Copy out the whole documentation for the store method below, word for word.

- [Passage given]
-.-.-
Store new data in this box.

Parameters:

Name	Type	Description	Default
`value`	`Any`	A value that should be stored.	required
`*parents`	`Union[boxs.data.DataInfo, boxs.data.DataRef]`	Parent data refs, that this data depends on.	`()`
`origin`	`Union[str,Callable]`	A string or callable returning a string, that is used as an origin for deriving the data's id. Defaults to a callable, that takes the name of the function, from which `store` is being called as origin.	`ORIGIN_FROM_FUNCTION_NAME`
`name`	`str`	An optional user-defined name, that can be used for looking up data manually.	`None`
`tags`	`Dict[str,str]`	A dictionary of tags that can be used for grouping multiple data together. Keys and values have to be strings.	`None`
`meta`	`Dict[str, Any]`	Additional meta-data about this data. This can be used for arbitrary information that might be useful, e.g. information about type or format of the data, timestamps, user info etc.	`None`
`value_type`	`boxs.value_types.ValueType`	The value_type to use for writing this value to the storage. Defaults to `None` in which case a suitable value type is taken from the list of predefined values types.	`None`
`run_id`	`str`	The id of the run when the data was stored.	`None`

Returns:

Type	Description
`boxs.data.DataInfo`	Data instance that contains information about the data and allows referring to it.

Source code in boxs/box.py

def store(
    self,
    value,
    *parents,
    origin=ORIGIN_FROM_FUNCTION_NAME,
    name=None,
    tags=None,
    meta=None,
    value_type=None,
    run_id=None,
):
    """
    Store new data in this box.

    Args:
        value (Any): A value that should be stored.
        *parents (Union[boxs.data.DataInfo, boxs.data.DataRef]): Parent data refs,
            that this data depends on.
-.-.-
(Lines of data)
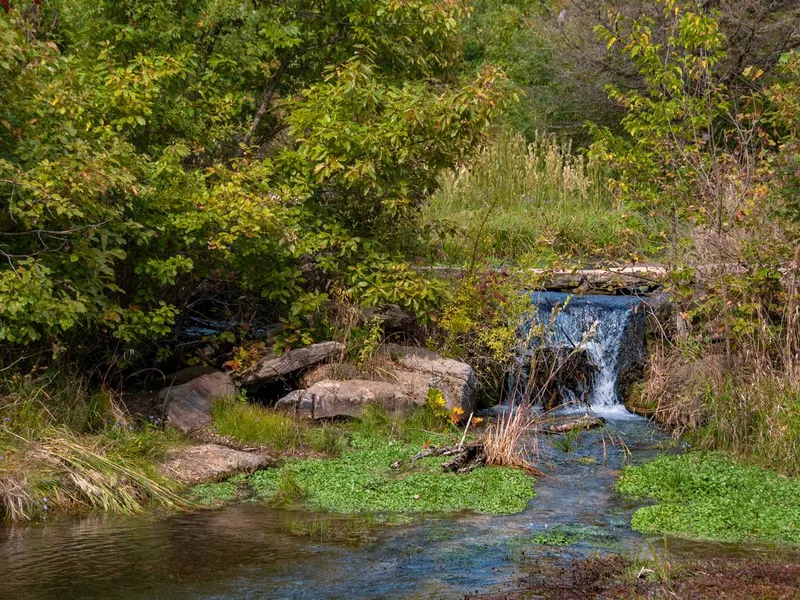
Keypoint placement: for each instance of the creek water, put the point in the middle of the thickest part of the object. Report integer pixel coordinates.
(249, 551)
(593, 342)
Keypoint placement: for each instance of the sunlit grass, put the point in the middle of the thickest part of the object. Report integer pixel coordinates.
(537, 202)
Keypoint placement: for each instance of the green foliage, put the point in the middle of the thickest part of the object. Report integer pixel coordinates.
(712, 497)
(213, 494)
(361, 481)
(288, 491)
(143, 147)
(253, 424)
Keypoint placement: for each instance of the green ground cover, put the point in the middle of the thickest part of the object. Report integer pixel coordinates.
(710, 496)
(361, 480)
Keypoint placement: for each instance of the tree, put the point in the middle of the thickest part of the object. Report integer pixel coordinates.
(146, 146)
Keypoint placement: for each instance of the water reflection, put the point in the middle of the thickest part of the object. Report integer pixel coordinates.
(250, 551)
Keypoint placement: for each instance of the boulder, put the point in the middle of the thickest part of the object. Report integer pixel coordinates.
(272, 368)
(413, 383)
(183, 376)
(189, 405)
(336, 372)
(327, 399)
(211, 462)
(661, 316)
(455, 379)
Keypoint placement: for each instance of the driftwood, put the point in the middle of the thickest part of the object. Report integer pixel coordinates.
(584, 422)
(465, 458)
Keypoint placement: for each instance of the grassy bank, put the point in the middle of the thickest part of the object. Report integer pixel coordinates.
(710, 496)
(537, 202)
(368, 469)
(64, 449)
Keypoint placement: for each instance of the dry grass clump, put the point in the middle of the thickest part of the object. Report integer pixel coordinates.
(518, 199)
(513, 441)
(66, 473)
(66, 449)
(739, 391)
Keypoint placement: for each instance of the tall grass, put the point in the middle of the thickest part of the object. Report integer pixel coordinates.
(256, 425)
(65, 449)
(537, 200)
(739, 391)
(253, 424)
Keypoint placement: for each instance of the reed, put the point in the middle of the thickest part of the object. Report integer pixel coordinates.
(518, 200)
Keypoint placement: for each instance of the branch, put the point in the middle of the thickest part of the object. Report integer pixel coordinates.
(266, 100)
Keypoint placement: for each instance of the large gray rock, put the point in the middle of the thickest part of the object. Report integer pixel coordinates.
(327, 399)
(455, 379)
(661, 315)
(271, 368)
(189, 405)
(211, 462)
(414, 383)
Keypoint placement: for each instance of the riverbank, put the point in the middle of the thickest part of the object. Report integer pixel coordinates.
(617, 577)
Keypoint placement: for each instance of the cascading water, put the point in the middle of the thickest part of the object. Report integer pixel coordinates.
(594, 344)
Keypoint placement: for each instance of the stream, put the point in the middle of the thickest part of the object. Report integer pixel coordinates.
(251, 551)
(247, 551)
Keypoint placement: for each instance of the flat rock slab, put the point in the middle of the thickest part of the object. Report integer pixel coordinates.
(272, 368)
(211, 462)
(455, 379)
(188, 406)
(327, 399)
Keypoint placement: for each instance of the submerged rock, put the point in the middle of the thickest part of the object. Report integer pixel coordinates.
(189, 405)
(272, 368)
(211, 462)
(327, 399)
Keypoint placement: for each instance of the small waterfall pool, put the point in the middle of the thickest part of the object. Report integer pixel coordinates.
(253, 551)
(599, 339)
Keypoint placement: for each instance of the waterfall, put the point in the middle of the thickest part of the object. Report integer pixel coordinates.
(597, 343)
-.-.-
- [Completed task]
Store new data in this box.

Parameters:

Name	Type	Description	Default
`value`	`Any`	A value that should be stored.	required
`*parents`	`Union[boxs.data.DataInfo, boxs.data.DataRef]`	Parent data refs, that this data depends on.	`()`
`origin`	`Union[str,Callable]`	A string or callable returning a string, that is used as an origin for deriving the data's id. Defaults to a callable, that takes the name of the function, from which `store` is being called as origin.	`ORIGIN_FROM_FUNCTION_NAME`
`name`	`str`	An optional user-defined name, that can be used for looking up data manually.	`None`
`tags`	`Dict[str,str]`	A dictionary of tags that can be used for grouping multiple data together. Keys and values have to be strings.	`None`
`meta`	`Dict[str, Any]`	Additional meta-data about this data. This can be used for arbitrary information that might be useful, e.g. information about type or format of the data, timestamps, user info etc.	`None`
`value_type`	`boxs.value_types.ValueType`	The value_type to use for writing this value to the storage. Defaults to `None` in which case a suitable value type is taken from the list of predefined values types.	`None`
`run_id`	`str`	The id of the run when the data was stored.	`None`

Returns:

Type	Description
`boxs.data.DataInfo`	Data instance that contains information about the data and allows referring to it.

Source code in boxs/box.py

def store(
    self,
    value,
    *parents,
    origin=ORIGIN_FROM_FUNCTION_NAME,
    name=None,
    tags=None,
    meta=None,
    value_type=None,
    run_id=None,
):
    """
    Store new data in this box.

    Args:
        value (Any): A value that should be stored.
        *parents (Union[boxs.data.DataInfo, boxs.data.DataRef]): Parent data refs,
            that this data depends on.